Exercise objective:
Report every line of the data below that contains the word "appreciated", treating uppercase and lowercase letters as different.

Raw data:
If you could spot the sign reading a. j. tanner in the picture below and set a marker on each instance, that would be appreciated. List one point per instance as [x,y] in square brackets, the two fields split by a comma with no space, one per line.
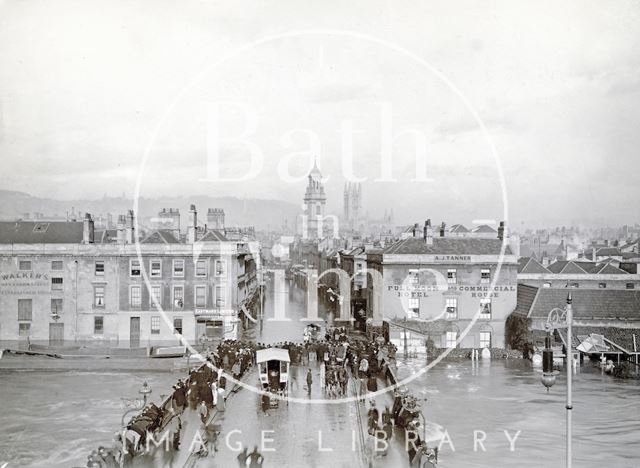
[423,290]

* * *

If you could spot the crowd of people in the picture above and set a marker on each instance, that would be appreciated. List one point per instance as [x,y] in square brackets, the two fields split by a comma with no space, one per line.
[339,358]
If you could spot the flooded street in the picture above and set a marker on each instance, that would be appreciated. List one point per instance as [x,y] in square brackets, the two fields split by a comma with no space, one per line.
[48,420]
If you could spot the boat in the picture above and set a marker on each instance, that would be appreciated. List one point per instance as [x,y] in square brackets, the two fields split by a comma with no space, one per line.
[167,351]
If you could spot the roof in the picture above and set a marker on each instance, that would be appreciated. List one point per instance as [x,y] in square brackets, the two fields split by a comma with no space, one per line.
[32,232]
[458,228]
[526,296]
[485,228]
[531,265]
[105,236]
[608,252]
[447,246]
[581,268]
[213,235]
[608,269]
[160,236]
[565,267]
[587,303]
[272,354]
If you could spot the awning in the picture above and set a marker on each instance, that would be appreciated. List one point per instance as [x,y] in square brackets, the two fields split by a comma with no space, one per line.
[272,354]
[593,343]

--

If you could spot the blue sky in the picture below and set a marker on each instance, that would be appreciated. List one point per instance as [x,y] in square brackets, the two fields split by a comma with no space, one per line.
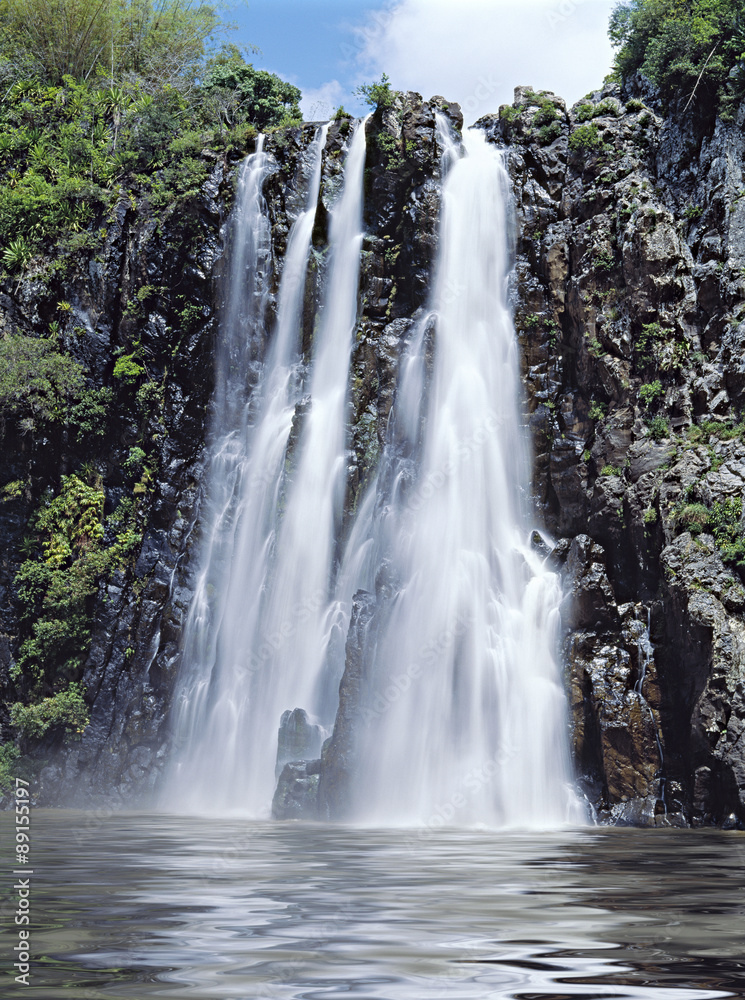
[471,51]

The result:
If you could spot the sign reading a. j. tanner in the picture below and set a marker on each instance, that would be appreciated. List one point per instance as [x,y] in square brackets, the two fields split by a comma with no space, one per line.
If you could spot the crowd of people in the picture above and set a marker on each instance, that would be appreciated. List one point per instance as [x,y] in square brackets, the two fields split by a comma with no space, one per line.
If you could spot the flooded street in the picture above and set a marker on each instance, that would be appreciated. List one point per instance as [x,y] in square brackets, the two fields split by a comma with no space, one per line.
If you could spot the boat in the picture above and set a marker on each instance, that would be appreciated. List one point per instance as [x,y] in square brackets, the two fields split by a comma with no space, one per line.
If you could spot the roof in the picture above and set a marker on each instance, that would be appreciated. List one point per instance as [x,y] in square brackets, the two fields split by a comma with no space, one per line.
If you could spot the awning in the picture above and set a marker on each instance, that would be appreciated. List one point per instance as [x,y] in square brackets, the two fields split by a comma with no space, one per line.
If you could spot the blue sky in the picture below and set a marker on each instance, that would be appreciated. List one point per instance as [x,y] in square brackets, the two fields split by a comma with no space, one per line.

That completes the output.